#### [Requirement]
Extract every line from the rows below that contains the string "water".

## start Material

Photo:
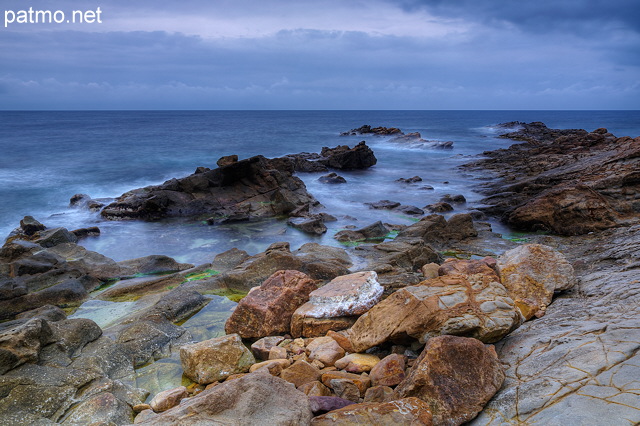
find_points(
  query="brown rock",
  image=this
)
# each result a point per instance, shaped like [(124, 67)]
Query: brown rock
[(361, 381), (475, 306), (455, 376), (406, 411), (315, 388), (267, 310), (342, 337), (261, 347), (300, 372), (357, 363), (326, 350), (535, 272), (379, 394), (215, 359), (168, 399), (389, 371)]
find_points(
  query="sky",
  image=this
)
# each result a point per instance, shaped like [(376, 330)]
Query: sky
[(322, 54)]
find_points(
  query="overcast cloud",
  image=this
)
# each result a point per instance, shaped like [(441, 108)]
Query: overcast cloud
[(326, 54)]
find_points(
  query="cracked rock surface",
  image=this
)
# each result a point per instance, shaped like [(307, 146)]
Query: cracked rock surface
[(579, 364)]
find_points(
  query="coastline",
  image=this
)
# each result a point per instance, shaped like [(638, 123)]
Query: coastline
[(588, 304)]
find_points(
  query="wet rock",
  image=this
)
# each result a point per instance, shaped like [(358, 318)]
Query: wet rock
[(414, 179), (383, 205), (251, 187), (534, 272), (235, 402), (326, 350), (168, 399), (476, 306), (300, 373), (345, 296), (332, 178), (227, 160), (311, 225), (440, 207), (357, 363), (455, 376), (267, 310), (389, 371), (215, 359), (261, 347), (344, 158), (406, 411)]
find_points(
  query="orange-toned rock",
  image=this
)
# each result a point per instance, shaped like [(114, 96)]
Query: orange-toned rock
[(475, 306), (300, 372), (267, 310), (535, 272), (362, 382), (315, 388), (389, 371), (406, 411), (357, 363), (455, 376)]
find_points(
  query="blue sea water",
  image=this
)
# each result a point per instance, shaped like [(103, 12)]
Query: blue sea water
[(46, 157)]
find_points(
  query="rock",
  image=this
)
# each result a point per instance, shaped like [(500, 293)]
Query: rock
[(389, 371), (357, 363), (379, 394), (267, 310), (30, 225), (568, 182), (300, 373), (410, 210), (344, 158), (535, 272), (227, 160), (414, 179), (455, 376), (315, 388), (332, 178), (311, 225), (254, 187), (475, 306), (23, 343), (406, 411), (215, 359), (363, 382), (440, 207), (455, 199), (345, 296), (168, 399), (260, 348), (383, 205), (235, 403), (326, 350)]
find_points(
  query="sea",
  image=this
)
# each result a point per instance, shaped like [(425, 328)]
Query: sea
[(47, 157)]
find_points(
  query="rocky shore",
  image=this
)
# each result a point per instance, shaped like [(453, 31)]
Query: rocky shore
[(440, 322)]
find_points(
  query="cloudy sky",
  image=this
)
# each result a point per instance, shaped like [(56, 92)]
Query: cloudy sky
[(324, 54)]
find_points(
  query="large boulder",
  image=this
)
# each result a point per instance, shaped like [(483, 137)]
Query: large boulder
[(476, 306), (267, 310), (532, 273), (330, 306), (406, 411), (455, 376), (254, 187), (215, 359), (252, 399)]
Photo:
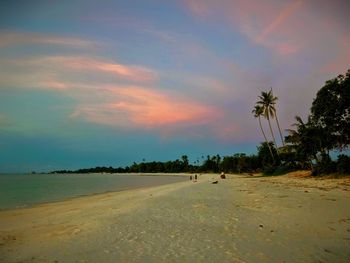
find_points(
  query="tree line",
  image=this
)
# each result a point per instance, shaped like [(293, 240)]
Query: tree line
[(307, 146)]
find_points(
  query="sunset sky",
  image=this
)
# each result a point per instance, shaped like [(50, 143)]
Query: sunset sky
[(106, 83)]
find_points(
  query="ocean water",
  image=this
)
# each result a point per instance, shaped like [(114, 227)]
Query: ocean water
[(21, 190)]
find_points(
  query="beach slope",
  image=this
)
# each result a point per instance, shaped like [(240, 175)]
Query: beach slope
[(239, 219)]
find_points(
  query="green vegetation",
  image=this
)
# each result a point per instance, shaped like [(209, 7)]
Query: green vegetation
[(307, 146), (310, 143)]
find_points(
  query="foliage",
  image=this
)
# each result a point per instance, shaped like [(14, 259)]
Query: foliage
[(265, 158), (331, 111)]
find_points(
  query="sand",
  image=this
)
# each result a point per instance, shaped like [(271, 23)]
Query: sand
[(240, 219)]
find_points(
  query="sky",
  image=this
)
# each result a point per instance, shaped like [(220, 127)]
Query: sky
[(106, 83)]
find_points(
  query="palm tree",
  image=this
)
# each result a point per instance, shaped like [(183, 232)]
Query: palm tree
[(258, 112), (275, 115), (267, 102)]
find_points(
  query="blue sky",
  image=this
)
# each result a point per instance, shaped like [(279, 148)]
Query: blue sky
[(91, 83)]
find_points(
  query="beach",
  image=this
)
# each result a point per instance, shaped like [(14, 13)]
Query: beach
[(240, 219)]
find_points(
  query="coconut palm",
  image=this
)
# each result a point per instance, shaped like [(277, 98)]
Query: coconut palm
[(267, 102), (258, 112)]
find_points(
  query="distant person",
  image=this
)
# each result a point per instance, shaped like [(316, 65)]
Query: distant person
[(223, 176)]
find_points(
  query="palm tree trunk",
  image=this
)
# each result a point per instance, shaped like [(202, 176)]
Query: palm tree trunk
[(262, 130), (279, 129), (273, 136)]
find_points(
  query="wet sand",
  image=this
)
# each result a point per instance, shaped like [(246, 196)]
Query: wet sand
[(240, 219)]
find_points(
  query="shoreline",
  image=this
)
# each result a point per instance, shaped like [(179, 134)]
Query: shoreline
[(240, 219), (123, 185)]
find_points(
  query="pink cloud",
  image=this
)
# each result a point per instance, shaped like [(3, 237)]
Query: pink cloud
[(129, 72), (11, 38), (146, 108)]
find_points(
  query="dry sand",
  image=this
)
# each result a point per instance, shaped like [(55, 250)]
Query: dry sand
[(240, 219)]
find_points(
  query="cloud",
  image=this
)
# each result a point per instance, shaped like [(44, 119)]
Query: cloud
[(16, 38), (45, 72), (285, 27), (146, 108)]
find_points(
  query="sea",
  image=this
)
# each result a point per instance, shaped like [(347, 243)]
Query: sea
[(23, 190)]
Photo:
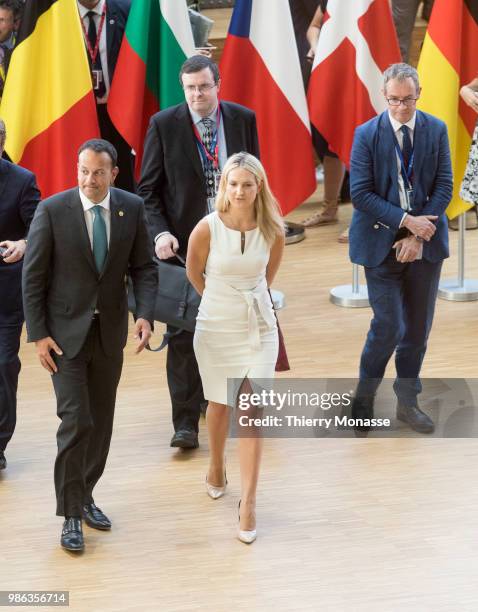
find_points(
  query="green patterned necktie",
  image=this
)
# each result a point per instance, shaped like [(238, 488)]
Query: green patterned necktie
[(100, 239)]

## end Material

#### [Completed task]
  query="blue sea water",
Query: blue sea water
  query="ocean water",
Query: ocean water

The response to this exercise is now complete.